GOAL: Copy out everything from the line containing "indicate the wall vent, one dot per instance" down to the end of the entries, keeping every line. Offset each point coordinate in the answers by -14, and leave the numbers in the sample reply formats unchanged.

RECORDS:
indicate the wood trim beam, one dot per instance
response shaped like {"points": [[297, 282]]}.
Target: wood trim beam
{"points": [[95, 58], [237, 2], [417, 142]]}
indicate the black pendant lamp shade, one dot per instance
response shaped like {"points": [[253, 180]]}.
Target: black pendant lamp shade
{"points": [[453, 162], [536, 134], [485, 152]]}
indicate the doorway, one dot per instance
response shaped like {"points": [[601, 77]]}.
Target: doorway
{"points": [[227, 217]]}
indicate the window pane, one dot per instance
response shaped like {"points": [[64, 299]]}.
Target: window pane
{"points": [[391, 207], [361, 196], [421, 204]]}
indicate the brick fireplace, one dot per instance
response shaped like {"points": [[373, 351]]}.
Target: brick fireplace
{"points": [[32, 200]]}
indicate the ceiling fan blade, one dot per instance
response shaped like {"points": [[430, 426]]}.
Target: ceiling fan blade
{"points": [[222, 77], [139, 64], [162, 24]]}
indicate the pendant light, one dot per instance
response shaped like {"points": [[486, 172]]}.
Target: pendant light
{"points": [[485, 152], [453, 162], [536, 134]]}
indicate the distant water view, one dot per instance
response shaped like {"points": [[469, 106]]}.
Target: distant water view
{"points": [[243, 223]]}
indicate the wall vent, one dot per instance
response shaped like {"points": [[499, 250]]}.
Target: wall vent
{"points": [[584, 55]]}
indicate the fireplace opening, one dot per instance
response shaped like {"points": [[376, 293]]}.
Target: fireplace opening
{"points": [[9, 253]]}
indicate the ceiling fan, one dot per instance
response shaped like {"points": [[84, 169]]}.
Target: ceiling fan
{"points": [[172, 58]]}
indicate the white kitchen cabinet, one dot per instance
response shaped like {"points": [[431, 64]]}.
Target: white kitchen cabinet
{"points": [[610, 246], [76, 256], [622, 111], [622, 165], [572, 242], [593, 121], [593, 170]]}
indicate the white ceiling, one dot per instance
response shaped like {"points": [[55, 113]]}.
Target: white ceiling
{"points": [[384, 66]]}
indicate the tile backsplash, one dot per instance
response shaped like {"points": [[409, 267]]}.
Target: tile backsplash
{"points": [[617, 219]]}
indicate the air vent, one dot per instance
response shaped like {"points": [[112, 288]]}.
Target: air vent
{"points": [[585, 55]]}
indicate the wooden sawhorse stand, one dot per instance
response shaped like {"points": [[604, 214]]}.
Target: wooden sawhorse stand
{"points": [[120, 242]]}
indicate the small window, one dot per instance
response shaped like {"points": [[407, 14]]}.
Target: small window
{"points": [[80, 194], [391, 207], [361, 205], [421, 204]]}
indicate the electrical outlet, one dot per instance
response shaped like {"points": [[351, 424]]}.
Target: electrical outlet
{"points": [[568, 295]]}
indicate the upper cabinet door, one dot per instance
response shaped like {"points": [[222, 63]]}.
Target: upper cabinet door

ANSWER TO THE TASK:
indicate the wall vent, one dot per instance
response shaped like {"points": [[499, 250]]}.
Target: wall vent
{"points": [[570, 41]]}
indicate the fireplace opening, one dot per instance
response shaped like {"points": [[376, 293]]}.
Target: fireplace opening
{"points": [[-5, 239]]}
indicate the ceiling fan, one dot per instance
response shaped like {"points": [[84, 169]]}.
Target: ceiling fan
{"points": [[158, 44]]}
indicate the white kitchen cabinet, one dot per instance
response shaped like {"points": [[431, 64]]}.
Target: white kitchen cabinet
{"points": [[596, 232], [62, 242], [608, 97], [608, 151], [558, 228], [579, 107], [579, 156]]}
indicate the white ceiling, one dot per instance
response shaped like {"points": [[55, 113]]}.
Target: white ceiling
{"points": [[370, 52]]}
indicate the tile backsplash, one dot per instance
response shaped like {"points": [[409, 267]]}.
Target: tile backsplash
{"points": [[603, 205]]}
indicate the air vent, one dot per instance
response shaped like {"points": [[112, 288]]}.
Target: air vent
{"points": [[571, 41]]}
indicate the wooden sawhorse stand, one dot per instance
response shaped like {"points": [[604, 214]]}.
Target: wooden sawhorse stand
{"points": [[106, 228]]}
indicate the small window, one dot per instance
response shaped like {"points": [[407, 14]]}.
Target: small window
{"points": [[66, 180], [377, 193], [347, 191], [407, 190]]}
indicate the electrical outlet, one dot per instance
response shaped like {"points": [[351, 424]]}.
Target: electrical outlet
{"points": [[554, 281]]}
indicate the upper cabinet door, one dot per instance
response shaped like {"points": [[222, 63]]}.
Target: upper cabinet door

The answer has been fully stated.